--- ASSIGNMENT ---
Scan the records for the line containing "Can you find the white team". From there through the last line, write out each line exactly.

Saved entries
⁂
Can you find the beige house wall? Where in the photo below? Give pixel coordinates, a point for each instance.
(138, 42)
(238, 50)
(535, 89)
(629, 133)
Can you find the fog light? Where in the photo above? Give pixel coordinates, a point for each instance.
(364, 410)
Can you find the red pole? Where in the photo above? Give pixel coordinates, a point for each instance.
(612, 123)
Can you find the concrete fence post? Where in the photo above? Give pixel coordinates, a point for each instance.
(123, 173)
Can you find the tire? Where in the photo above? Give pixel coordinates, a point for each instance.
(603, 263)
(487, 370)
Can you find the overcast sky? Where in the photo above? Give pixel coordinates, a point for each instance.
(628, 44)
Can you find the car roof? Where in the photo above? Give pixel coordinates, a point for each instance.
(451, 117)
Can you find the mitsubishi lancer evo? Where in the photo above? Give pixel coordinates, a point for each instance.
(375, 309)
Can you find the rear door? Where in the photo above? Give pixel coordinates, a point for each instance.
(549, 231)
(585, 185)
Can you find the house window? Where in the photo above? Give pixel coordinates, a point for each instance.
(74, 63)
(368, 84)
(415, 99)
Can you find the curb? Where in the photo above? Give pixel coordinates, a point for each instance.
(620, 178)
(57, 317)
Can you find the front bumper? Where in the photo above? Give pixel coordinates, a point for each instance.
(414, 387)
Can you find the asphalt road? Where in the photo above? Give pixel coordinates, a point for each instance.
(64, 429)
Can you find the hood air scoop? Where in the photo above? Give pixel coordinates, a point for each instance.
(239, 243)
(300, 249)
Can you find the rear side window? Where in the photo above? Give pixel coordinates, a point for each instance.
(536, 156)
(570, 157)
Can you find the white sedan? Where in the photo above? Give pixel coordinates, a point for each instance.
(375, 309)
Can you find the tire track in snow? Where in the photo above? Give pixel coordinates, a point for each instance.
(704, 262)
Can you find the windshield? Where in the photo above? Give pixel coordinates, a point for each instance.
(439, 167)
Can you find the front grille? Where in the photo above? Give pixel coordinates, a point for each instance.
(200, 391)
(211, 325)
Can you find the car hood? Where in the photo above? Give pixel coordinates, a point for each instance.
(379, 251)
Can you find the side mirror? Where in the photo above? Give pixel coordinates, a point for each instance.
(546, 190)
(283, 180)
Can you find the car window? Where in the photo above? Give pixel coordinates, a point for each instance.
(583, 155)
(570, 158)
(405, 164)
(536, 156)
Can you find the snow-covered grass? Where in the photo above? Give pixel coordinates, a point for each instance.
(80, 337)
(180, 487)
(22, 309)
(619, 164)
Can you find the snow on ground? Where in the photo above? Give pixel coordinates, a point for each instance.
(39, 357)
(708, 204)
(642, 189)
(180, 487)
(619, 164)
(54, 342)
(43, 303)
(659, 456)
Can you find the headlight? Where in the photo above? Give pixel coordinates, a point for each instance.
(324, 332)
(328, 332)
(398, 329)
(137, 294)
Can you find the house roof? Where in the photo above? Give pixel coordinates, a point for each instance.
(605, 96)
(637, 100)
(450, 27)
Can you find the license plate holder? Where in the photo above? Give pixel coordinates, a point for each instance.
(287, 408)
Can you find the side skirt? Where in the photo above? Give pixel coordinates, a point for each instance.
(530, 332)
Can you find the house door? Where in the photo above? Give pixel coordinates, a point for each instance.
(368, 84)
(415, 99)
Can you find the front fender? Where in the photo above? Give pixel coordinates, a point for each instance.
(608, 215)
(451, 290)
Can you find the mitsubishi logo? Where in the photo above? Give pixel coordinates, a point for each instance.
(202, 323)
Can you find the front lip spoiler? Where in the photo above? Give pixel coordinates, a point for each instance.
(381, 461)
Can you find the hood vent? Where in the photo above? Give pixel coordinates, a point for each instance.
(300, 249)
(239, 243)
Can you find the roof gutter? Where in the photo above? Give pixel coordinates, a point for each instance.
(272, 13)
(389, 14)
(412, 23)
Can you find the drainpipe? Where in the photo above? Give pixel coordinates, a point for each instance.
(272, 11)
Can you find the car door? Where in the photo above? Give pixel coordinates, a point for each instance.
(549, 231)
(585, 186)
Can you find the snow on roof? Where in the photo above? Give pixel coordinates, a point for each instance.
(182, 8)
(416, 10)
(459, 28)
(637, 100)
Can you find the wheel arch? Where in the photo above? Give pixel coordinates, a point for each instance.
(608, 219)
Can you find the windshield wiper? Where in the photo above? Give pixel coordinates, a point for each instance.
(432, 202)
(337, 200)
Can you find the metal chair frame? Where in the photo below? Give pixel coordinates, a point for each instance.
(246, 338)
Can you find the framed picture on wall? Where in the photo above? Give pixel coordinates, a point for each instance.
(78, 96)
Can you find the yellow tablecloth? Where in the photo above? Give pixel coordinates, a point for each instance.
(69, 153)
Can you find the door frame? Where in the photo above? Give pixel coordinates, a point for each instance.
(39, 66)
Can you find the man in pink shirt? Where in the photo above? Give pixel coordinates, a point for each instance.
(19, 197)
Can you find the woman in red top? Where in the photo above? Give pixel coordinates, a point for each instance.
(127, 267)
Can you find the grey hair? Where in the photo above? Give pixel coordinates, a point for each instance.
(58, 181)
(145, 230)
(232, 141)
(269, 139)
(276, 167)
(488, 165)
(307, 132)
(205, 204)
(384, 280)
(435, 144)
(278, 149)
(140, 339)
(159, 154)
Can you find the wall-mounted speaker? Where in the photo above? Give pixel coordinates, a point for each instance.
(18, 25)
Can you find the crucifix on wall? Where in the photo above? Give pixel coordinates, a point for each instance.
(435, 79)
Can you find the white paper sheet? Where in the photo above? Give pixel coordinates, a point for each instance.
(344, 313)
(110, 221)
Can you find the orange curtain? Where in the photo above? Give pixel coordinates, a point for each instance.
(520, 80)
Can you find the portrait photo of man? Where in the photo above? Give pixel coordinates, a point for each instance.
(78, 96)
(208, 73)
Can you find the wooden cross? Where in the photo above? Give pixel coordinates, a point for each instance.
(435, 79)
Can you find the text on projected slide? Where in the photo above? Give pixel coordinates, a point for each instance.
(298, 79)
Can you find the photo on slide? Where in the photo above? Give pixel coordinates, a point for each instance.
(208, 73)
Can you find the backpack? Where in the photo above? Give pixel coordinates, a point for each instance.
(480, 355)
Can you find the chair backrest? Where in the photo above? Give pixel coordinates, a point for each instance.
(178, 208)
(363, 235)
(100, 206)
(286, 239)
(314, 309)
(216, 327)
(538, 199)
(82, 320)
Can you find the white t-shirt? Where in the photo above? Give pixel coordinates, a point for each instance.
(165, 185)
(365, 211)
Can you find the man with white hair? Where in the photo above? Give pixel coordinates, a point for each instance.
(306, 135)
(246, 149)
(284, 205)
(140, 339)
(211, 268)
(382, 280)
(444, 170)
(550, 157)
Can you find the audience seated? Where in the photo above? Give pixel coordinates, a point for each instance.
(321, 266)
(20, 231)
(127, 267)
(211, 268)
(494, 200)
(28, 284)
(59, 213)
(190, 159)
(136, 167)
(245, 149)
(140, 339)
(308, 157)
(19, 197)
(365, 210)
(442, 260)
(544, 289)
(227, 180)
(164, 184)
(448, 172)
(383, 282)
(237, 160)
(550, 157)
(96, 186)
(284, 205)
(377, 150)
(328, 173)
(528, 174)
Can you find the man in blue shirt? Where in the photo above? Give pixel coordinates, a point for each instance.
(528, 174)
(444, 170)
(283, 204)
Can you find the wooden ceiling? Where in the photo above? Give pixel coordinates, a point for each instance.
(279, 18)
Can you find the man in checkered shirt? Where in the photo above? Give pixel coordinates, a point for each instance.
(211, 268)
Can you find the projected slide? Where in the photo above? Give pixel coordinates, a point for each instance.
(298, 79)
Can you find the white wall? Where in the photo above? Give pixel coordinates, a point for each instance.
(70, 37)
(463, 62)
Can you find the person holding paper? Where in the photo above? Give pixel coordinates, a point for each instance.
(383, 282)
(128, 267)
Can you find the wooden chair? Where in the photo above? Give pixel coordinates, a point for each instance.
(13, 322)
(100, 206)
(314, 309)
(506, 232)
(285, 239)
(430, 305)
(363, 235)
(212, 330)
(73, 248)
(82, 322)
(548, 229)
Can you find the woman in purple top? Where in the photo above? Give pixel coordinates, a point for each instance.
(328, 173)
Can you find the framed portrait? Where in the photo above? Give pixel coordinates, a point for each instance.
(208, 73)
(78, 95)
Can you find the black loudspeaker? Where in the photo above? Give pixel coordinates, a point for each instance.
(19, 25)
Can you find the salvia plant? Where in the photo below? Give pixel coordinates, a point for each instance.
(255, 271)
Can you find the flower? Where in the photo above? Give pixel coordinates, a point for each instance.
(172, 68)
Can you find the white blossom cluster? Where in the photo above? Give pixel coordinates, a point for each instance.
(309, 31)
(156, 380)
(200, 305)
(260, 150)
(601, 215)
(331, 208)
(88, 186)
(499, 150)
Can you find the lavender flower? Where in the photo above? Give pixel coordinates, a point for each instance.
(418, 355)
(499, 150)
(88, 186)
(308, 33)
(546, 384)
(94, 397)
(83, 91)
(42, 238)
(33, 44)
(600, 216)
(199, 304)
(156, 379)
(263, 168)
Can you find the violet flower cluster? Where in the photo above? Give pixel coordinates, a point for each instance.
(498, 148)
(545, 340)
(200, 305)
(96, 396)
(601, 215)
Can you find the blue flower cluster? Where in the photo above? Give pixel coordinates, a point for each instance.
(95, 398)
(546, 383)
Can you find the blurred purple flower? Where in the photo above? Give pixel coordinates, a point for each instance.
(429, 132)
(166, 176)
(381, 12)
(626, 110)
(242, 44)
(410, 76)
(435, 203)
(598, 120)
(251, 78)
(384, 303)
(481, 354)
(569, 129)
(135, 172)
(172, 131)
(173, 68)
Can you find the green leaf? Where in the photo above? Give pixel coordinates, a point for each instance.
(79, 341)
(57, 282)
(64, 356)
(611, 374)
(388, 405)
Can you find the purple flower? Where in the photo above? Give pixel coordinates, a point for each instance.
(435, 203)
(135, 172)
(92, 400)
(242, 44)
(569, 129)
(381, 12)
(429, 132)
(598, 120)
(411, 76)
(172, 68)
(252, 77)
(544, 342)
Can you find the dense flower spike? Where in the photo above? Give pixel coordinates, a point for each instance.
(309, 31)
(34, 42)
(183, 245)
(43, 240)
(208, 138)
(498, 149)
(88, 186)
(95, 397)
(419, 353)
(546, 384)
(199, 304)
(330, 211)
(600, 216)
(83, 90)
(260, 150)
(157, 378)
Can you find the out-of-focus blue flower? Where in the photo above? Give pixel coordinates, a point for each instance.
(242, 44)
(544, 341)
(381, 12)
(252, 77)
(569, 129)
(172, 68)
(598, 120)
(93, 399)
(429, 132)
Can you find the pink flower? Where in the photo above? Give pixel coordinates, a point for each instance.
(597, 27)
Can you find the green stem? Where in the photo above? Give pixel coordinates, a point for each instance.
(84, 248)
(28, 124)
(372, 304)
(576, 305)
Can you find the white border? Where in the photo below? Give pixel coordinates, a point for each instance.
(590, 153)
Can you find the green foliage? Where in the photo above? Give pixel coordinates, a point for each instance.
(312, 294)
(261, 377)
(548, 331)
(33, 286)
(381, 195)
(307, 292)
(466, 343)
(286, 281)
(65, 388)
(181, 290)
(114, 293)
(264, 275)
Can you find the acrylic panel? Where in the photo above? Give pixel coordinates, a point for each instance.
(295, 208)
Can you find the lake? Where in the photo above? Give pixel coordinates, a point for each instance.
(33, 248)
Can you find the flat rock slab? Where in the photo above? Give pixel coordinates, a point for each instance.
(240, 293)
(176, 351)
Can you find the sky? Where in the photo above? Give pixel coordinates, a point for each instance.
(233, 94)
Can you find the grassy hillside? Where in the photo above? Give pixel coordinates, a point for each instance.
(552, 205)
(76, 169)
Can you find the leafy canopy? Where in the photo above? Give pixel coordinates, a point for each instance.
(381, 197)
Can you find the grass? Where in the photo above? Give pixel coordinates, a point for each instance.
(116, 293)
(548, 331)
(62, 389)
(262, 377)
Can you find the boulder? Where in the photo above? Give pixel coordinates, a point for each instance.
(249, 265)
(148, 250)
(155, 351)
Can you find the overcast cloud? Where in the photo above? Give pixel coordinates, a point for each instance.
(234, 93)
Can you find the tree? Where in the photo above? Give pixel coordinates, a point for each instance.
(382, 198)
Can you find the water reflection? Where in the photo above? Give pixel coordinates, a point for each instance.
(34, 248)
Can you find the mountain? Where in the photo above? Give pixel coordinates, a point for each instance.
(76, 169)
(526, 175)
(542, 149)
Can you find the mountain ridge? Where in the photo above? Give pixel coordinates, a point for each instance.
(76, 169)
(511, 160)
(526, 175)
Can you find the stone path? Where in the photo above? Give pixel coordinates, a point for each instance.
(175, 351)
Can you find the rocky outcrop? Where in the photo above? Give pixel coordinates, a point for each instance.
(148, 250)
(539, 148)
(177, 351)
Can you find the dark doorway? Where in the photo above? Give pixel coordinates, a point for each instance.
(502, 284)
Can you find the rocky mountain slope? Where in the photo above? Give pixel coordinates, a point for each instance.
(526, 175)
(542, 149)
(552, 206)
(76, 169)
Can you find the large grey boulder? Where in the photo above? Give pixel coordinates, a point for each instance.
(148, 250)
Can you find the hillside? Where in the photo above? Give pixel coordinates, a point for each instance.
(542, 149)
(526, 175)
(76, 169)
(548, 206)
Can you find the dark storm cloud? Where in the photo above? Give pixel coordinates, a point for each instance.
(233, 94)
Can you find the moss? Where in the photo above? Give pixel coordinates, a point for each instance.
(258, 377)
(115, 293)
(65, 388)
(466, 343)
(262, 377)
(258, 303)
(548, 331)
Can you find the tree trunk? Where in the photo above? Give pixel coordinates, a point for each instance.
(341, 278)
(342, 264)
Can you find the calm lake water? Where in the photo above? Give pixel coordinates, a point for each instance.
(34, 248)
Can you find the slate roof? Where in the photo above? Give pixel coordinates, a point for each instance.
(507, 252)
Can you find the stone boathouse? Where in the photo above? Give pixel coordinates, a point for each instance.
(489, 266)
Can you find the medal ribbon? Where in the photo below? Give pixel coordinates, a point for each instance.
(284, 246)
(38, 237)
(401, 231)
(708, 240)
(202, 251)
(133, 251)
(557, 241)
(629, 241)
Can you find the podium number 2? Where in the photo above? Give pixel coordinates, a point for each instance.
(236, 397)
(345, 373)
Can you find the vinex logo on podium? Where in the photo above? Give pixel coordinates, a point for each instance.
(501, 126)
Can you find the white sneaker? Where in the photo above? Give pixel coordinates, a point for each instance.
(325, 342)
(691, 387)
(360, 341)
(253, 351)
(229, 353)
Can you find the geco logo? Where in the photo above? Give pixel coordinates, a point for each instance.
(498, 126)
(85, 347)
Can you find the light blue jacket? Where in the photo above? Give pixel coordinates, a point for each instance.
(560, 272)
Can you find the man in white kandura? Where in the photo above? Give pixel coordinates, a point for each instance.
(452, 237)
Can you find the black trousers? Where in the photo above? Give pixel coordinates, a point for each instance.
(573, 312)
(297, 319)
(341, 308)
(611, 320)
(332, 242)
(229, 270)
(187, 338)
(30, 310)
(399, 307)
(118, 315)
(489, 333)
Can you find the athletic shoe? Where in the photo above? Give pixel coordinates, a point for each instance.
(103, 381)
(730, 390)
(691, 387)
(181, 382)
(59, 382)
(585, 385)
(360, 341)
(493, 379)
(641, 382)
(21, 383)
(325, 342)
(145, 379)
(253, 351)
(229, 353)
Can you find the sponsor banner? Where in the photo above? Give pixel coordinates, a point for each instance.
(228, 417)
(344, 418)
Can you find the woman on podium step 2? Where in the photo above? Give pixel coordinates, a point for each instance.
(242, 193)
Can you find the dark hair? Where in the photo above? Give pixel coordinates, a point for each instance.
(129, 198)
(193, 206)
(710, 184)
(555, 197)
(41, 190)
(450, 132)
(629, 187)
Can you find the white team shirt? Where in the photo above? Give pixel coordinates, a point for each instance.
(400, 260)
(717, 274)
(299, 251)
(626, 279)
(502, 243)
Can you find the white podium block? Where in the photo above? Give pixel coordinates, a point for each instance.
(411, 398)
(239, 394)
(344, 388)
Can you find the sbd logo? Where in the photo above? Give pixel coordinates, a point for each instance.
⁂
--- RESPONSE TO THIS EXERCISE ---
Can you find the white team shirt? Where in the photo above? Give pixel coordinates, a point for each instance.
(400, 260)
(717, 274)
(299, 251)
(626, 279)
(502, 243)
Can you find the white podium block? Where in the photo above? Give pixel coordinates, a point for each instance.
(411, 398)
(239, 394)
(344, 388)
Can you find the sbd logo? Where in the photo above? Give pixel coordinates, a point for each instance.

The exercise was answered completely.